Document text:
————

Workload Generation
This page documents how Joulie generates realistic AI workload traces for the simulator.
It is separate from Workload Simulator:
- this page explains how traces are generated,
- the workload-simulator page explains how those traces are consumed at runtime.
Scope
The current generator is designed to be realistic for:
- AI-oriented Kubernetes clusters,
- CPU + GPU workloads,
- memory-pressure-sensitive jobs,
- multi-pod logical workloads such as distributed training and HPO-style experiments.
The current generator does not explicitly model:
- network bandwidth,
- disk IO throughput,
- exact framework-level communication protocols.
Instead, distributed overhead is folded into workload structure and bottleneck signals such as:
gpuUtilization,memoryIntensity,cpuFeedIntensityGpu.
Why the generator changed
The original synthetic generator was intentionally simple: it sampled single jobs with coarse CPU/GPU classes. That was fine for basic scheduler and power-loop testing, but it was too weak for realistic AI experiments.
The current generator now reflects the main public observations from production GPU clusters:
- many jobs are single-GPU,
- a smaller fraction of multi-GPU jobs dominates GPU-time,
- job durations are heavy-tailed,
- arrivals follow a daily pattern,
- multi-pod logical workloads are common,
- and accelerator jobs often have lower host CPU compute utilisation than their CPU requests would suggest.
Evidence base
The current defaults are grounded in the following public sources.
Production traces and workload studies
- HeliosData repository (SenseTime traces)
- Characterization and Prediction of Deep Learning Workloads in Large-Scale GPU Datacenters, SC'21
- Philly traces repository
- Analysis of Large-Scale Multi-Tenant GPU Clusters for DNN Training Workloads, USENIX ATC'19
- Alibaba cluster-trace-gpu-v2020 README
Modelling and scheduler references
- Roofline: an insightful visual performance model for multicore architectures
- Blox: A Modular Toolkit for Scheduling and Optimizing DAG-based Workflows in ML Clusters
Kubernetes-native multi-pod workload references
- Kubeflow Trainer distributed training reference
- Kubeflow PyTorchJob guide
- Kubeflow Trainer job scheduling with Volcano
- Kueue introduction
- Kubeflow Katib overview
- Katib experiment configuration guide
Trace format
The generator now emits two kinds of JSONL records:
type=workload: logical workload metadatatype=job: pod-expanded runnable records consumed by the simulator
The simulator currently consumes the type=job records directly and ignores type=workload metadata records.

————

Information provided:

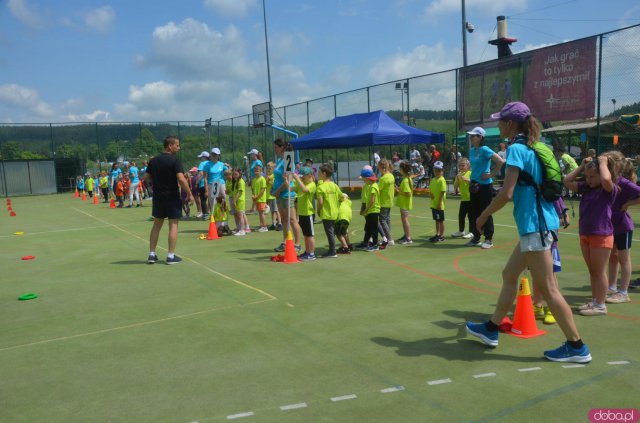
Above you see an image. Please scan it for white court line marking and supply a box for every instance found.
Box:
[280,402,307,411]
[331,394,358,402]
[227,411,254,420]
[0,222,134,238]
[0,299,272,352]
[427,378,452,385]
[473,372,496,379]
[518,367,542,372]
[380,386,404,394]
[72,207,278,300]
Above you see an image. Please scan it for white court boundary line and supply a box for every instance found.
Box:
[72,207,278,300]
[0,222,140,238]
[0,299,272,352]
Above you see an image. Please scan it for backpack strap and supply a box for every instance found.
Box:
[511,134,549,246]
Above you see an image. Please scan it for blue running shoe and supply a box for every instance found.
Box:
[544,342,591,363]
[466,322,500,347]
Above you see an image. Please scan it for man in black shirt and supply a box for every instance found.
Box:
[145,136,194,264]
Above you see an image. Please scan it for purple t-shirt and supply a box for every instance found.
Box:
[611,177,640,235]
[578,182,620,235]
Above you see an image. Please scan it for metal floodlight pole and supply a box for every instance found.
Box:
[262,0,273,124]
[461,0,467,68]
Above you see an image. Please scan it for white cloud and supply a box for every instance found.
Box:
[425,0,528,18]
[84,5,116,32]
[203,0,257,16]
[369,43,459,83]
[64,110,109,122]
[0,84,54,118]
[7,0,45,29]
[144,18,255,80]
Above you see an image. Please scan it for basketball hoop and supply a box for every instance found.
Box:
[253,102,272,128]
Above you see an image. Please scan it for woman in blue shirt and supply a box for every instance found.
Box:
[127,160,142,207]
[466,101,591,363]
[466,127,504,249]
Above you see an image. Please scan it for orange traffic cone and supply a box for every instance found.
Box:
[207,213,220,240]
[283,229,300,263]
[507,275,547,338]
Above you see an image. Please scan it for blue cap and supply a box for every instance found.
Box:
[298,166,313,176]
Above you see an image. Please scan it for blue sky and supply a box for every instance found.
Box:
[0,0,640,123]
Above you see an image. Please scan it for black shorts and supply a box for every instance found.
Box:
[613,231,633,251]
[336,219,349,236]
[151,192,182,219]
[298,216,314,236]
[431,209,444,222]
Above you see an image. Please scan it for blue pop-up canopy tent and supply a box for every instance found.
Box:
[291,110,444,150]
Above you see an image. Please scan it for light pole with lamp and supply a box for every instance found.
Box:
[462,0,476,68]
[611,98,616,116]
[204,118,212,152]
[396,81,409,124]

————

Given instruction: Transcribe the passage of the workload generation page from "The current generator does" up to and including "gpuUtilization,memoryIntensity,cpuFeedIntensityGpu.".

The completed task:
The current generator does not explicitly model:
- network bandwidth,
- disk IO throughput,
- exact framework-level communication protocols.
Instead, distributed overhead is folded into workload structure and bottleneck signals such as:
gpuUtilization,memoryIntensity,cpuFeedIntensityGpu.